== TASK PROMPT ==
Answer these from the Casa Bonita text below.
(a) How many pounds of chips does Casa Bonita go through each year?
(b) How far is the walk from the kitchen to the furthest dining tables?
(c) How many windows does Casa Bonita have?

Casa Bonita (In Transition)
Lakewood, Colorado
There are many reasons to love Casa Bonita, from its salmon-pink Spanish mission facade to its army-style assembly line approach to food. The "World's Most Exciting Restaurant" feeds a million hungry people a year. Annual statistics are telling: 52,000 pounds of chips, 5,500 gallons of Guacamole, 1.3 million Sopaipillas (and they're free).
Casa Bonita fills a former department store (like the similarly bonkers Mt. Atlanticus). Its ice machine is over two stories tall. If you want to get from the kitchen to the furthest dining tables, you have to walk a quarter-mile.
Beyond its size, what makes Casa Bonita so thumping, whopping impressive is its live entertainment: indoor cliff divers, Wild West shootouts, brawling pirates, a dancing gorilla. All can be viewed while you eat. Patrons who want to work off some of their endless-refill Deluxe Dinners can explore the restaurant's cave, or its gold mine, or a Treasure Room filled with candy, or they can stroll on cobblestones to a portrait studio where they can suit up in olde timey Mexican outfits. It's all indoors, and Casa Bonita has no windows.

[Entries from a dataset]
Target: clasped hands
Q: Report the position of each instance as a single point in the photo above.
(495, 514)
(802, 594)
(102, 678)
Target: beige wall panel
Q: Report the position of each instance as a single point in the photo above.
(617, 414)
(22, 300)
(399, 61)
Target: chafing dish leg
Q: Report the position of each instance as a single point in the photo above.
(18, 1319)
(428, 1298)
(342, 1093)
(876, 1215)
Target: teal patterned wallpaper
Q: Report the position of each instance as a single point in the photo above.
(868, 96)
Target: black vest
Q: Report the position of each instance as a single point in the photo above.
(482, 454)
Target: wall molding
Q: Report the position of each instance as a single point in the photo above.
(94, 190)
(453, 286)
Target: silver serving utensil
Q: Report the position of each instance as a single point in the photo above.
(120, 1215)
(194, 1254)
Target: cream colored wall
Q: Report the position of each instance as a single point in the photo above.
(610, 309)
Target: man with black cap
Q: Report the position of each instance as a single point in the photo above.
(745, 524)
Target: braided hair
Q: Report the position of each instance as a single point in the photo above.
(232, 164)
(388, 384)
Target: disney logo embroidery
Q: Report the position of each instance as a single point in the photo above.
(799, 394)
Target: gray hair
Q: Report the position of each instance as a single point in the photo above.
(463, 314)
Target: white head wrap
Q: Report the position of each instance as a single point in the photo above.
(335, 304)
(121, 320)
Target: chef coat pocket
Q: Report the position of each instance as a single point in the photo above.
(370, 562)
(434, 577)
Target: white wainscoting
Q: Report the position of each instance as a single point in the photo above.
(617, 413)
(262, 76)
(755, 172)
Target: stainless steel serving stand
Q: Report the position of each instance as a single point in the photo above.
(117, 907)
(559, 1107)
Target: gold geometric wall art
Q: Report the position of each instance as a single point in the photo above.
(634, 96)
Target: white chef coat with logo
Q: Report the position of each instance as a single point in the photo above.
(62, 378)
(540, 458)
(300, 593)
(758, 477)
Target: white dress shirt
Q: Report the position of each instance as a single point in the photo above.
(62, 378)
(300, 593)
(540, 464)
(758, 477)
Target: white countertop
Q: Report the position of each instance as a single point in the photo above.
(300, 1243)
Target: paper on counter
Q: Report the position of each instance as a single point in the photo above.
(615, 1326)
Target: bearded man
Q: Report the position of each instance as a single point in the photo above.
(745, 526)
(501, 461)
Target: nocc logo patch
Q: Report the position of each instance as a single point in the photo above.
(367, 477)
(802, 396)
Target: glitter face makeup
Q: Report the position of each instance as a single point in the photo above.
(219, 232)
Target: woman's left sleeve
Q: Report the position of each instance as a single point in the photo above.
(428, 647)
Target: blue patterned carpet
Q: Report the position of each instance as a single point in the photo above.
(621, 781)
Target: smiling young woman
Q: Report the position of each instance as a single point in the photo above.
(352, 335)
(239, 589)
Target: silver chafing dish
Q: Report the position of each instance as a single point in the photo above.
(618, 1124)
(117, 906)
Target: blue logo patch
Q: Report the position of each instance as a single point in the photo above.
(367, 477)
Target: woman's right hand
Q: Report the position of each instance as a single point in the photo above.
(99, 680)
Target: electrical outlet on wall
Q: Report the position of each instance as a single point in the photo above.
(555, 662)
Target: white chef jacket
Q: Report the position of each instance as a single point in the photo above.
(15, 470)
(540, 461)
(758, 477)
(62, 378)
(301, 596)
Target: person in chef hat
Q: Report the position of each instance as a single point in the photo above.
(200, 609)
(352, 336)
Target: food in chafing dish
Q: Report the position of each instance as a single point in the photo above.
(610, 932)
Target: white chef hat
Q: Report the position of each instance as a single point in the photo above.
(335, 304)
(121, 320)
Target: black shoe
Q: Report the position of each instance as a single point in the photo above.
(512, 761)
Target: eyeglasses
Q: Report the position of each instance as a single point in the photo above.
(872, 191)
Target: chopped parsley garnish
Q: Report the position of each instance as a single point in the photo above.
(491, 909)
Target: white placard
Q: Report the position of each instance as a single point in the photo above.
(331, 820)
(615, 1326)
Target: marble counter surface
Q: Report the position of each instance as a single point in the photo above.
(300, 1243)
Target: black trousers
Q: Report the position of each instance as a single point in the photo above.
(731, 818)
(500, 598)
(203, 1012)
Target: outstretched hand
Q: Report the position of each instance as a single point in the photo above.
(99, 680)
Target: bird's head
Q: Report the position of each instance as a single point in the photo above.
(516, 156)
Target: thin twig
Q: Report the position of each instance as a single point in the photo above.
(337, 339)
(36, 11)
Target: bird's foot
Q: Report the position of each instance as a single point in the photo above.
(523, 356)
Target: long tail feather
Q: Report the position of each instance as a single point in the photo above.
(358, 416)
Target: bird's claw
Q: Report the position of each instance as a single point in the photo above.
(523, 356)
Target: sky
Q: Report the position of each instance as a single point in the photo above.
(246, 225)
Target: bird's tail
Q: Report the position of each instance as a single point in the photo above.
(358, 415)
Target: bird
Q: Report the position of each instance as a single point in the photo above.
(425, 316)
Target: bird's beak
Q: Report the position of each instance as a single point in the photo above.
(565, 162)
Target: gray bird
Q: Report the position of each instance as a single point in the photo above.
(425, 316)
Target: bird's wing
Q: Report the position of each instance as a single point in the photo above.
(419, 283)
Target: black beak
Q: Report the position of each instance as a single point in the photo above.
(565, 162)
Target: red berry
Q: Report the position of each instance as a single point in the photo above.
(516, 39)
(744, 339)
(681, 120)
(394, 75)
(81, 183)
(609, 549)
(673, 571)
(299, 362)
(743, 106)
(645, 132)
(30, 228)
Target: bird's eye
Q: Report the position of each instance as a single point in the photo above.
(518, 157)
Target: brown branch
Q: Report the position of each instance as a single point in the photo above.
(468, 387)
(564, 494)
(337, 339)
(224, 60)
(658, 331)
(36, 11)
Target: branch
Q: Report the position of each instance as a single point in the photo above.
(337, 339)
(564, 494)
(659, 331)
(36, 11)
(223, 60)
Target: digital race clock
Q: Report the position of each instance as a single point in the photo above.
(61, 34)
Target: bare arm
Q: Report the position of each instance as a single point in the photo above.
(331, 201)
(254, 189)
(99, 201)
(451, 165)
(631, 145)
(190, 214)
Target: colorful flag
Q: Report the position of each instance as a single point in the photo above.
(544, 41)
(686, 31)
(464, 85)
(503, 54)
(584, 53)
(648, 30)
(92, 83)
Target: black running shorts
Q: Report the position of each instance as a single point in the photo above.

== OUTPUT OF THE TASK ==
(a) 52,000 pounds.
(b) A quarter-mile.
(c) None.